┌─ Extrait choisi

Rachel Cusk. © Ulf Andersen/Aurimages
Écrivaine et essayiste britannique traduite dans le monde entier, Rachel Cusk vient de publier La Dépendance (Gallimard, 2022), en lice pour le prix Femina étranger. Elle y explore des questions philosophiques, comme ce sentiment de « ne pas exister » qui taraude souvent ses personnages. Dans cet entretien, elle nous livre, à partir du récit traumatique d’une agression à Paris, une réflexion profonde sur les liens entre violence, art et vérité.

 
Qu’est-ce que cela veut dire, selon votre expression, “ne pas avoir le sentiment d’exister” ?

└─
┌─ Données d'entrée

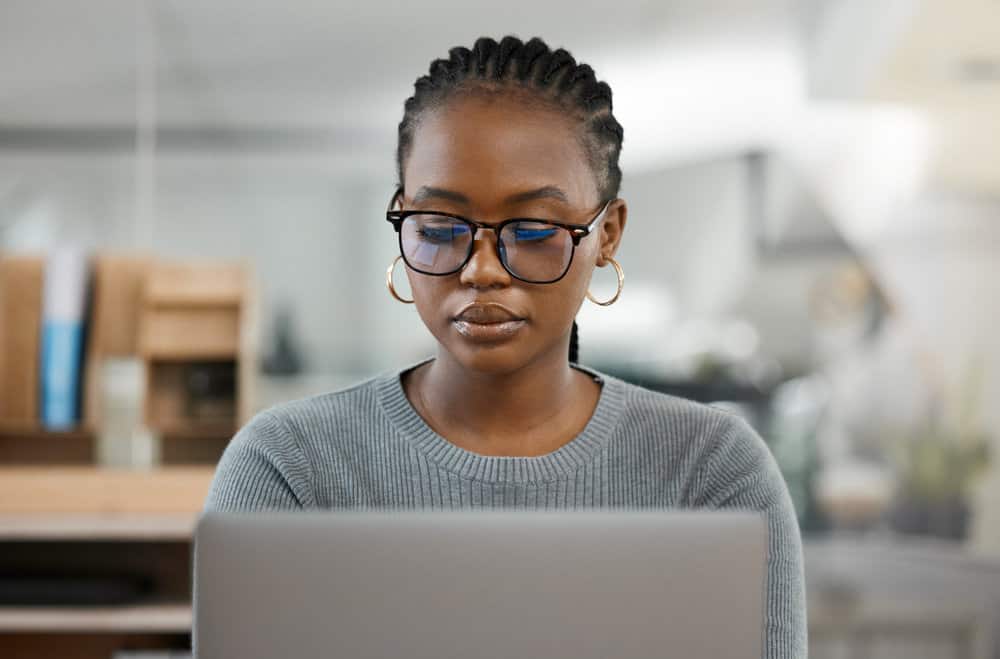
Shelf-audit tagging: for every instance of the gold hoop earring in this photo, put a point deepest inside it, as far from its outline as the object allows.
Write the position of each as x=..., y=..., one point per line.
x=621, y=284
x=388, y=281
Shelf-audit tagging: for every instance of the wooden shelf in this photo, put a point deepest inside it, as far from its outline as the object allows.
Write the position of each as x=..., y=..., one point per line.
x=195, y=430
x=29, y=444
x=125, y=527
x=34, y=430
x=93, y=491
x=137, y=618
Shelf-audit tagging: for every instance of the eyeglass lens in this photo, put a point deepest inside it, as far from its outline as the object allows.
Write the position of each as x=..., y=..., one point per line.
x=531, y=250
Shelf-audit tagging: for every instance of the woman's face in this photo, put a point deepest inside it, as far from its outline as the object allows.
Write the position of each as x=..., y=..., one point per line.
x=489, y=160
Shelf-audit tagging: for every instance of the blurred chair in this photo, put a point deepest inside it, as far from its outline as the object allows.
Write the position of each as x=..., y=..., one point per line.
x=887, y=600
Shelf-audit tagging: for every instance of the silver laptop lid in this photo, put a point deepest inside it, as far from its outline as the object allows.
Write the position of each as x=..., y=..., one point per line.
x=490, y=585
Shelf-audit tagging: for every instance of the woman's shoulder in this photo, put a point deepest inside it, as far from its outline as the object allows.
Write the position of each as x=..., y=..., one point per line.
x=324, y=414
x=648, y=410
x=707, y=446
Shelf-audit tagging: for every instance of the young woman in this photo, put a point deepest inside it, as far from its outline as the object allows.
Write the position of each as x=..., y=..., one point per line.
x=506, y=202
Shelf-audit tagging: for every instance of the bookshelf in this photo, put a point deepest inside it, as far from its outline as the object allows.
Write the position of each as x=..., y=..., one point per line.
x=95, y=559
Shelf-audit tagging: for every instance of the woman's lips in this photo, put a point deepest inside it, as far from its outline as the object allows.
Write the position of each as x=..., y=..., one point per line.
x=488, y=331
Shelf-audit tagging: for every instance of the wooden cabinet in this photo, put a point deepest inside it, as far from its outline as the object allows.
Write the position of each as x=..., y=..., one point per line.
x=84, y=525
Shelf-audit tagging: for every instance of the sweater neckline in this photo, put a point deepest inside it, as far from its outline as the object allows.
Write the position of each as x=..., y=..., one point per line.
x=494, y=468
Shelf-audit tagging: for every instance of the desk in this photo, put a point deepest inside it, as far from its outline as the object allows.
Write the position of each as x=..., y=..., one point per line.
x=94, y=521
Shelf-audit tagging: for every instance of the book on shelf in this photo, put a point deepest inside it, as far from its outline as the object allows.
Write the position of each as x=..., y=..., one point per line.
x=21, y=281
x=64, y=308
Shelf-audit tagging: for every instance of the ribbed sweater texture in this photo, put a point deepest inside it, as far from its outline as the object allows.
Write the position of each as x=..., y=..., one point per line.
x=366, y=447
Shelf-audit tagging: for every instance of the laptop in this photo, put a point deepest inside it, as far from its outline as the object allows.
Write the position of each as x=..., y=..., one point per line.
x=483, y=585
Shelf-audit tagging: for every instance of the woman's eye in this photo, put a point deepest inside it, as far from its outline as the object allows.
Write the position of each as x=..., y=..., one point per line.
x=534, y=233
x=442, y=233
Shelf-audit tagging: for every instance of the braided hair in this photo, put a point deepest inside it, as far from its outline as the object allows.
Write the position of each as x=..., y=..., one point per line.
x=551, y=78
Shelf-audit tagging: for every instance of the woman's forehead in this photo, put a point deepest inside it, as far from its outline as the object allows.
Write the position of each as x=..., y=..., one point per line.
x=491, y=149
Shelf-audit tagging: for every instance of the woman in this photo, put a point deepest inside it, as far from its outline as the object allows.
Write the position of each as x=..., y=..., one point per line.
x=503, y=416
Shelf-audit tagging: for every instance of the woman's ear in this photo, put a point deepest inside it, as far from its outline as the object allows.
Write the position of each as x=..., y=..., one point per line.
x=611, y=230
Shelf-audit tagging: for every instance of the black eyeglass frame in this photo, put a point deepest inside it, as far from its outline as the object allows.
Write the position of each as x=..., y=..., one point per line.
x=577, y=232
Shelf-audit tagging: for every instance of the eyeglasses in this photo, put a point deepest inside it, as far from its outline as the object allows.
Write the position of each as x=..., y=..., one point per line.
x=532, y=250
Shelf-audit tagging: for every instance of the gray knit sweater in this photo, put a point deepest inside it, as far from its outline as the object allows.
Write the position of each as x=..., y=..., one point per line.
x=366, y=446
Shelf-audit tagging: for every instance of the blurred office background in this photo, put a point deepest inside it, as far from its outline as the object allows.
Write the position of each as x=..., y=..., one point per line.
x=813, y=242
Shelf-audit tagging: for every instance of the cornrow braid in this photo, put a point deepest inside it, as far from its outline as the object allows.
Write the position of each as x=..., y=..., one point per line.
x=554, y=77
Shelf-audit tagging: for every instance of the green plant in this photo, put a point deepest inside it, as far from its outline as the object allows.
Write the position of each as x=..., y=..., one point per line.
x=944, y=458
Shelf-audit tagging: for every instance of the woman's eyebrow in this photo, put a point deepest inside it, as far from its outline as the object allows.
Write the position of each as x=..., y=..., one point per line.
x=545, y=192
x=426, y=192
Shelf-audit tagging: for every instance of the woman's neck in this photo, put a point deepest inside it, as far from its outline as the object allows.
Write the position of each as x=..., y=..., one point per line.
x=532, y=411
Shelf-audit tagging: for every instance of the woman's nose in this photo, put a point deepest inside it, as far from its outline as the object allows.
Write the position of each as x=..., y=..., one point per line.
x=484, y=268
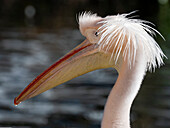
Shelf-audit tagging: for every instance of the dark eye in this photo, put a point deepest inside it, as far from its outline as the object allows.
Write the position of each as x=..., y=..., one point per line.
x=96, y=34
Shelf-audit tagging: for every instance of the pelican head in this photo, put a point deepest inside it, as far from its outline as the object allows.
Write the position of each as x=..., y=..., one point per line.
x=119, y=42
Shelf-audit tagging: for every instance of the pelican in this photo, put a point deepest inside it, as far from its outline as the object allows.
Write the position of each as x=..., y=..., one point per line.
x=119, y=41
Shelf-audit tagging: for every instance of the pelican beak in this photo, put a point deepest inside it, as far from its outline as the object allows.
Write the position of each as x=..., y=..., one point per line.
x=84, y=58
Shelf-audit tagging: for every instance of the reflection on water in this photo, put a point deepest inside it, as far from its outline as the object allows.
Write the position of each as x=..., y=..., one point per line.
x=78, y=103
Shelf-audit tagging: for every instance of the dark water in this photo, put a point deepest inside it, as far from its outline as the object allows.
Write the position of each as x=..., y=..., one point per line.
x=79, y=103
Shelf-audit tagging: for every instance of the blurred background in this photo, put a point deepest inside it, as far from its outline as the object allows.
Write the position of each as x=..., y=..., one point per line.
x=36, y=33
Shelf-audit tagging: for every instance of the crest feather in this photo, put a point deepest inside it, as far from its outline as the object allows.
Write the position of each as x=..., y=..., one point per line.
x=118, y=31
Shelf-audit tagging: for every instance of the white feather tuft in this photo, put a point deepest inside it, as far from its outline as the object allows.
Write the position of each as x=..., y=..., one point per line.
x=118, y=31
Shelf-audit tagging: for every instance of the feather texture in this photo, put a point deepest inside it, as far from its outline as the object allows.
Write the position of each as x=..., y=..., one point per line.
x=125, y=35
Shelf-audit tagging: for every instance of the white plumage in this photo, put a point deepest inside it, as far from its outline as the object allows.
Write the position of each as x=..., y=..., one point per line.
x=119, y=30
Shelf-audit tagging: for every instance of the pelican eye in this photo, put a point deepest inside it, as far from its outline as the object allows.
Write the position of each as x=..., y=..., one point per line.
x=96, y=34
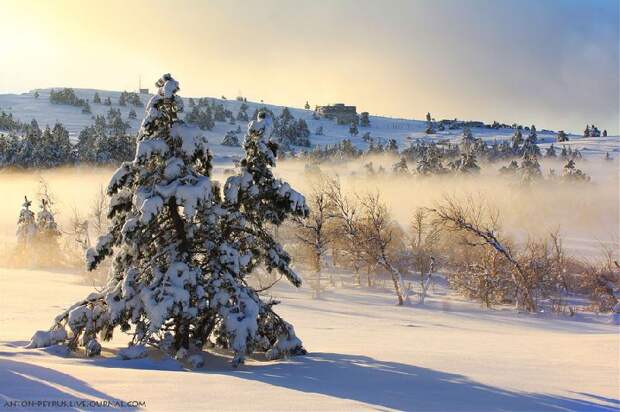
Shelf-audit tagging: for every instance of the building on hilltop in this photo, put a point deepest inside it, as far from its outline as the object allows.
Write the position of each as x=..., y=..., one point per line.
x=339, y=112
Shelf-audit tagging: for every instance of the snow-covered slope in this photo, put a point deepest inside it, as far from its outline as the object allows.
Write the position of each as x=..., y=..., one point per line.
x=25, y=107
x=365, y=353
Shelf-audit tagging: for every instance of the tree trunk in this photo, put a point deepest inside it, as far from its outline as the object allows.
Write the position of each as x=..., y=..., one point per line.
x=397, y=280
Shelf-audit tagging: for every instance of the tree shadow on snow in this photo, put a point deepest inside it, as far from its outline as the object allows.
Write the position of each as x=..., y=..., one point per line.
x=24, y=381
x=401, y=386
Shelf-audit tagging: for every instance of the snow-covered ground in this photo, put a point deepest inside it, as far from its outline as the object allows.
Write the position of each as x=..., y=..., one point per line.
x=365, y=353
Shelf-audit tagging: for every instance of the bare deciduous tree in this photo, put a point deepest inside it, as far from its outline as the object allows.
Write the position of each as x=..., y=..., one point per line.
x=379, y=240
x=313, y=231
x=482, y=222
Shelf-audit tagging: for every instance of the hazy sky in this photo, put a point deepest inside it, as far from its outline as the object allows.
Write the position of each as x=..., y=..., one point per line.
x=551, y=63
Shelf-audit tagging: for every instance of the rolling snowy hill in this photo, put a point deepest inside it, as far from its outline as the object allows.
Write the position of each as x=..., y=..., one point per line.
x=26, y=107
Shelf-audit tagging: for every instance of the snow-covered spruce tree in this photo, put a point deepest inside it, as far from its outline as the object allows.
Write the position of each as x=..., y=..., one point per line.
x=256, y=202
x=26, y=226
x=181, y=253
x=230, y=139
x=155, y=282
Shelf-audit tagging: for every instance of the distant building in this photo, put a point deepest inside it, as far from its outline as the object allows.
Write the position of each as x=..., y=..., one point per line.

└─

Consigne 1 -
D'après l'extrait choisi, pour quel prix le livre La Dépendance est-il en lice ?
Consigne 2 -
Recopiez le passage de l'extrait choisi situé entre « Rachel Cusk. © » et « art et vérité. », ces deux bornes comprises.

Réponse 1 -
Le prix Femina étranger.

Réponse 2 -
Rachel Cusk. © Ulf Andersen/Aurimages
Écrivaine et essayiste britannique traduite dans le monde entier, Rachel Cusk vient de publier La Dépendance (Gallimard, 2022), en lice pour le prix Femina étranger. Elle y explore des questions philosophiques, comme ce sentiment de « ne pas exister » qui taraude souvent ses personnages. Dans cet entretien, elle nous livre, à partir du récit traumatique d’une agression à Paris, une réflexion profonde sur les liens entre violence, art et vérité.